Extract provided =>
Andy Mallon: Exactly. We never quite figured out why that would affect the failover, since in synchronous replication, regardless of whether it’s written to disk, whether it’s been checkpointed, if it’s committed, then that transaction exists on both servers. It’s synchronous. We couldn’t quite figure out how being in synchronous mode depended on it being checkpointed, but we did find that our overall failover time was just a little bit quicker. That could be one of those side effect-type of things, where checkpointing also make X, Y, Z happen, and X, Y, Z was the reason why it was faster. That was our shortcut for figuring it out, just as anecdotal evidence.
Steve Stedman: Back on the five nines comment there, Carlos, one of those with log shipping, is that it’s very unlikely that you would be able to keep a five nines environment with log shipping.
Carlos Chacon: That’s necessarily the purpose for log shipping. If you’re looking for that, that’s not really a candidate.
Steve Stedman: Right. The reason for that is that normally, when a failure occurs with log shipping, it’s a manual process to do that activation on the secondary server. Or, you could have it scripted, but it usually requires human intervention to step in and trigger the fact that we’re going to turn on that second server. Most of the time, when a server goes down, somebody has to call you. Or, you get a notification. You have to connect, and make all that happen. Even in the best scenarios, you’re going to be three to four minutes before you can even start the switch over. Sometimes-
Steve Stedman: Sometimes, it’s more like 15 to 20 minutes. Then, that doesn’t even cover the case for being able to have maintenance windows, and things like that, where you have to switch to the other server. Log shipping is certainly not something you want to consider in a five nines environment.
Carlos Chacon: I know we really haven’t brought the application into play either, because the log shipping doesn’t provide, necessarily, any logic on top for an application to say, “Oh, I’m A. Oh, now I’m on B. I’m over here.” Then, there’s that logic that you’d have to bake in, as well, if you were going to have an application failover, or switch over, switch databases in that event.

Task instructions =>
[1] Name each speaker who takes part in the discussion of failover and log shipping.
[2] Carry on the discussion of log shipping and failover from the point where it stops.
The lines that follow the discussion come from a separate source.

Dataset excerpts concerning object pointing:
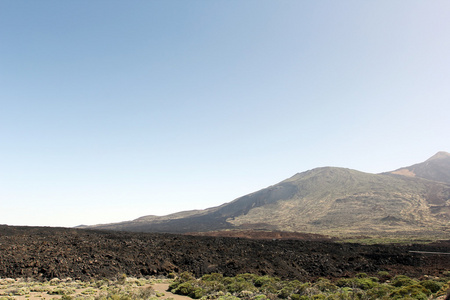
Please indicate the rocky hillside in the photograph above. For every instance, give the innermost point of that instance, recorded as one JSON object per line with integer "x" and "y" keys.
{"x": 330, "y": 201}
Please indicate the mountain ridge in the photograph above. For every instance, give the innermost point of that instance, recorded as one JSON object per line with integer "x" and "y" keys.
{"x": 329, "y": 201}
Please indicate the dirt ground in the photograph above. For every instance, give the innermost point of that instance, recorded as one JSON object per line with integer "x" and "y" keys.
{"x": 45, "y": 253}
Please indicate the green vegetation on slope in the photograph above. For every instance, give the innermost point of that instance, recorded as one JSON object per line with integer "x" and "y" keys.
{"x": 254, "y": 287}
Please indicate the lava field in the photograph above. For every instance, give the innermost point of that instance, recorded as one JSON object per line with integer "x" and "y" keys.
{"x": 46, "y": 252}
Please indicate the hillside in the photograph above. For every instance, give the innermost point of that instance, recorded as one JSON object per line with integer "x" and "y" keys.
{"x": 435, "y": 168}
{"x": 330, "y": 201}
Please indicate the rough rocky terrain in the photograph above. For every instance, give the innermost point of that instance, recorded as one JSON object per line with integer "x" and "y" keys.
{"x": 83, "y": 254}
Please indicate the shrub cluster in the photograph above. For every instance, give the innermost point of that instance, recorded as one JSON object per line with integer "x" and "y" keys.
{"x": 254, "y": 287}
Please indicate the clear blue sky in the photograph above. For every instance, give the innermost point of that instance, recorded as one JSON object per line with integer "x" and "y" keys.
{"x": 112, "y": 110}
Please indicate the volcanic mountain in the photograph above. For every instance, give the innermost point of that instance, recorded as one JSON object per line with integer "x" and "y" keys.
{"x": 328, "y": 200}
{"x": 435, "y": 168}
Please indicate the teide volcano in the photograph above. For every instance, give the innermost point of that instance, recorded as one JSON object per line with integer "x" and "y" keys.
{"x": 329, "y": 200}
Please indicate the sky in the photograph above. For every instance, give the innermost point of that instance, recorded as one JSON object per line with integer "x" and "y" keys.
{"x": 113, "y": 110}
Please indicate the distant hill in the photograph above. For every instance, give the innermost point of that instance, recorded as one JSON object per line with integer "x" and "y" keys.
{"x": 330, "y": 201}
{"x": 436, "y": 168}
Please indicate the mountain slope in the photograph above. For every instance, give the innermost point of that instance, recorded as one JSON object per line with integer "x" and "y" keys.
{"x": 436, "y": 168}
{"x": 323, "y": 200}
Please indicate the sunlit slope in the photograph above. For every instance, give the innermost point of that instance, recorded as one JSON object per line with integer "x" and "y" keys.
{"x": 324, "y": 200}
{"x": 436, "y": 168}
{"x": 335, "y": 200}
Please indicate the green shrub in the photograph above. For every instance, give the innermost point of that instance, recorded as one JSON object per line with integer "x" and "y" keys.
{"x": 360, "y": 283}
{"x": 325, "y": 285}
{"x": 402, "y": 280}
{"x": 415, "y": 291}
{"x": 431, "y": 285}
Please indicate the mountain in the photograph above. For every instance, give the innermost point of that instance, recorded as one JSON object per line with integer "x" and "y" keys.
{"x": 436, "y": 168}
{"x": 331, "y": 201}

Task-by-task results =>
[1] Andy Mallon, Steve Stedman, Carlos Chacon

[2]
Steve Stedman: The way I’ve made that work is through DNS entries, where you have a single DNS entry that you can change to point to server A, or server B when you do the switch over. Again, that takes time, when you do the DNS change, for that switch over to occur, as well.
Carlos Chacon: Right. You have to wait for the timeout, or whatever, for it to flush and pick up the new address.
Yep. Definitely not a five nines options with log shipping.
Mariano Kovo: I’m sorry. [inaudible 00:25:10] was talking about [siv 00:25:12]. In replication, the unit is a table. You have to think that the developers, or the application, creates new objects. You have to add them to the replication scheme. In the case of a failover, or the server go down, you won’t have those new objects, or tables, synchronized.
Mariano Kovo: You have to not forget the security logins, users, permissions. All that, you don’t have it on replication.
[00:26:00] Yeah. I think that brings up your point about just the maintenance of replication. That’s one of the differences from replication, from the others, is that the others are at the database level. Once you make a change in the database, any change, it’s going to get propagated out. With replication, you’re looking at the object. You get to pick and choose what goes and what doesn’t go.
Mariano Kovo: Exactly.
Why Consider Mirroring?
Carlos Chacon: We’ve brought up mirroring. Actually, Andy, one of the reasons I invited you on was a tweet you had put a long time ago. There was some discussion on Twitter about high-availability options. You [inaudible 00:26:34] for mirroring. What would we consider, again, I’m assuming obviously, it’s going to be deprecated in 2016. Beyond 2016, I’ll be deprecated. Under what circumstances, or why would why still be considering using mirroring, if I’m using an older version of SQL Server?
One of the reasons that … There are few scenarios that Availability Groups just don’t fit the bill, or don’t quite fit the bill yet, unless you’re on 2016. Availability Groups require Enterprise edition, or “Expensive edition”, as many people like to all it. If you don’t have deep pockets, then Availability Groups are out. Availability Groups also require a Windows Server failover cluster, which are also a bit more complex. If you’re in a smaller shop, if you don’t have a team of sys admins to help you with getting that Windows cluster setup. In those scenarios, I think having the Windows cluster, whether you’re doing a failover cluster instance, or an Availability Group. This cases, if you don’t have the expertise to support a Windows cluster, you’re actually going to get more downtime than you’d benefit from. There’s lots of switches to flip, lots of knobs to turn. I certainly am no expert on that part of things. From those regards, you might just not have the manpower to support it.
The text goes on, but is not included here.